— PROVIDED INFORMATION —
"""
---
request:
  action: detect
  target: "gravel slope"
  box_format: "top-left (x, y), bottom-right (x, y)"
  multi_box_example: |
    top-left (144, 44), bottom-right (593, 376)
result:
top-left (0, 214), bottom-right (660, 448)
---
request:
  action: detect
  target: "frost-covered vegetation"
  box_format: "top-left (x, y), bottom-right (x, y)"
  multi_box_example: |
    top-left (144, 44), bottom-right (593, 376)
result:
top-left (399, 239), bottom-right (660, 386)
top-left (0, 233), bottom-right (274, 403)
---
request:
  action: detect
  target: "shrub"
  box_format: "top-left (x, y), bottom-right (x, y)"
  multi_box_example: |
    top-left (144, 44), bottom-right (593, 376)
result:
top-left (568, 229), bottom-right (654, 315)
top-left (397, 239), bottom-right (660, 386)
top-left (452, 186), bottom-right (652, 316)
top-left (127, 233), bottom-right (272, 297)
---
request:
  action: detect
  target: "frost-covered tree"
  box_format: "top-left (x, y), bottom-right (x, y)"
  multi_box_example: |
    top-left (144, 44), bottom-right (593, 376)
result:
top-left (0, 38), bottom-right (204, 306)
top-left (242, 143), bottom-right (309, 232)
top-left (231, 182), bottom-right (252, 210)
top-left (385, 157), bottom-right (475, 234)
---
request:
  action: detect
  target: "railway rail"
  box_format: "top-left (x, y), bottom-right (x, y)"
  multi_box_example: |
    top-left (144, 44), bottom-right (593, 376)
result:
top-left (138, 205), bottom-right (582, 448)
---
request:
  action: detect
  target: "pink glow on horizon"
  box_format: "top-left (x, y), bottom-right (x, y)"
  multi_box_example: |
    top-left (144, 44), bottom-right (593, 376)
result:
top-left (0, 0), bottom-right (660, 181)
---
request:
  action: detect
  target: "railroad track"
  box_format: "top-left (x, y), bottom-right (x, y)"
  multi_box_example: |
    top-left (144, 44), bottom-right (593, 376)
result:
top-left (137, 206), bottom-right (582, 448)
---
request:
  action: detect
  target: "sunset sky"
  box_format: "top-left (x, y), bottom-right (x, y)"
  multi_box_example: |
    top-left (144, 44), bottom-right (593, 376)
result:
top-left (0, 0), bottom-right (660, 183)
"""
"""
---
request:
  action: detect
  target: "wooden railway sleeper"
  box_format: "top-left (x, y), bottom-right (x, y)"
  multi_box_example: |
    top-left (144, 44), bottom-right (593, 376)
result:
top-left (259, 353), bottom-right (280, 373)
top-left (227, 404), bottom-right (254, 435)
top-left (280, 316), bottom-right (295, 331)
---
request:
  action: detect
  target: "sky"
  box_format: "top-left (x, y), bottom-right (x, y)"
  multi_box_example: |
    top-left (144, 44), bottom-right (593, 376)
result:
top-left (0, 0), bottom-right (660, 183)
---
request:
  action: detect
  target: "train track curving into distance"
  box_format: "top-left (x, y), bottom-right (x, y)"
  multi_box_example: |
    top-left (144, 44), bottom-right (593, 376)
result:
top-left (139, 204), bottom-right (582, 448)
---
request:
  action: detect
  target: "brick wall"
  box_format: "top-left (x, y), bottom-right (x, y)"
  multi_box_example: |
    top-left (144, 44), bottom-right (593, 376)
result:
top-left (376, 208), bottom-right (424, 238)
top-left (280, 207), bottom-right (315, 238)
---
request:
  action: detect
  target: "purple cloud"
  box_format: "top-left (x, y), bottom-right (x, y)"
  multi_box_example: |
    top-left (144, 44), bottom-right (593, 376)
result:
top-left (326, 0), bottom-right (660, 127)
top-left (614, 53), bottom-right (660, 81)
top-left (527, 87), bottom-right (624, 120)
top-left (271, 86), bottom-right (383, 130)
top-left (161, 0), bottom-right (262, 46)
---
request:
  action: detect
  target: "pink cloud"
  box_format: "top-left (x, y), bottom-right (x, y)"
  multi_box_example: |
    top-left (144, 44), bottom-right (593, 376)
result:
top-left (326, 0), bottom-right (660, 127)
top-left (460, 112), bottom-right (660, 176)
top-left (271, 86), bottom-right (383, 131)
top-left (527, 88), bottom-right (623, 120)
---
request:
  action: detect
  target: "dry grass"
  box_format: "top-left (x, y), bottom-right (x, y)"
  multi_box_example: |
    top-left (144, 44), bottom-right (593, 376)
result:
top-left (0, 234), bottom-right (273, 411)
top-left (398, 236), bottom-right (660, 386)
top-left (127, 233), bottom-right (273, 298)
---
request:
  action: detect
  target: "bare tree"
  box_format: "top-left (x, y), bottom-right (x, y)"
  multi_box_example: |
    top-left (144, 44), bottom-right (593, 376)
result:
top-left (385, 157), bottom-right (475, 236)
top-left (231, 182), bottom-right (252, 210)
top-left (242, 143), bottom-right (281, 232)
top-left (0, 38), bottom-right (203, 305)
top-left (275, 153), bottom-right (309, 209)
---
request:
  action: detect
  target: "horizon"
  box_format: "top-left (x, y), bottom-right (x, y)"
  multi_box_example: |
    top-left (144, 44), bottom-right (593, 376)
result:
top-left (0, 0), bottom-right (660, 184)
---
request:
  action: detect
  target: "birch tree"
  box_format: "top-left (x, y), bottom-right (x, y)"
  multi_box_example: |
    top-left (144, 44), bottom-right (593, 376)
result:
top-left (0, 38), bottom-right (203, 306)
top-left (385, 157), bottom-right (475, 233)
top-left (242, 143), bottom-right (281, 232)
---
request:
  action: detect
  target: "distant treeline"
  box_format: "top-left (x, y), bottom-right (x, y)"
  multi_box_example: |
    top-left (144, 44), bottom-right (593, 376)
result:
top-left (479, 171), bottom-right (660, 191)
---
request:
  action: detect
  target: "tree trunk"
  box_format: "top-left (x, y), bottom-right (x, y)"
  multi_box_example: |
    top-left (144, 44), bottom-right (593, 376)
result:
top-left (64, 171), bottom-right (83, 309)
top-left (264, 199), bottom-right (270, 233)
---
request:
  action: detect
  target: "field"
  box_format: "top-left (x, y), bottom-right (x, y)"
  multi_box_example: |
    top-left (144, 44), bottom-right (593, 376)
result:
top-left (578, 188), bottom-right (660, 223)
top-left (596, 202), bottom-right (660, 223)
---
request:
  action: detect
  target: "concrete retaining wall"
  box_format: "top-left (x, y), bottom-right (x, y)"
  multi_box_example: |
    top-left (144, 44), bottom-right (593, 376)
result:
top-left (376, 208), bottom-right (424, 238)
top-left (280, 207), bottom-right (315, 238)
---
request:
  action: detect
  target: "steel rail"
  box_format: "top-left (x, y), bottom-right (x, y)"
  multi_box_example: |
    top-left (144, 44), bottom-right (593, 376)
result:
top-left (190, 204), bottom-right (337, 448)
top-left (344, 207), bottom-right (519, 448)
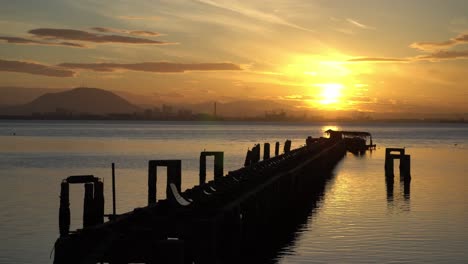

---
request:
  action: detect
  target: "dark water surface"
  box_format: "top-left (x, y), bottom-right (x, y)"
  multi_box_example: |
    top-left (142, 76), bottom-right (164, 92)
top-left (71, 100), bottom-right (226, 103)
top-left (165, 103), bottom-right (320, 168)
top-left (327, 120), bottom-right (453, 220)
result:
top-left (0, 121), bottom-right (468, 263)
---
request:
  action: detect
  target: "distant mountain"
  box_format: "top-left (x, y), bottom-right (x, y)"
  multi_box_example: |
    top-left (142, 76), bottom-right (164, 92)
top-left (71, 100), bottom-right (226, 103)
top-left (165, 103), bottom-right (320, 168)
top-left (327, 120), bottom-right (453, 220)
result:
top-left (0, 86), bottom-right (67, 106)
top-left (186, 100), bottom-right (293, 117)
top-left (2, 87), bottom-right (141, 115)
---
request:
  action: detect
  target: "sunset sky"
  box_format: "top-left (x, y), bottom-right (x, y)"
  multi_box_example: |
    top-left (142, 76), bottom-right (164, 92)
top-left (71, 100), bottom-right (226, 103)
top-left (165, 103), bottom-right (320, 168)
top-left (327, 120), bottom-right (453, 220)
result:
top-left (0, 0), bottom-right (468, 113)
"""
— EXERCISE OBJECTIVE —
Locate each line in the rows above that contains the word "cloud", matching case exactly, and copy those lines.

— EXERCISE SOLUTION —
  target: "purple cloud"
  target: "pink cloud"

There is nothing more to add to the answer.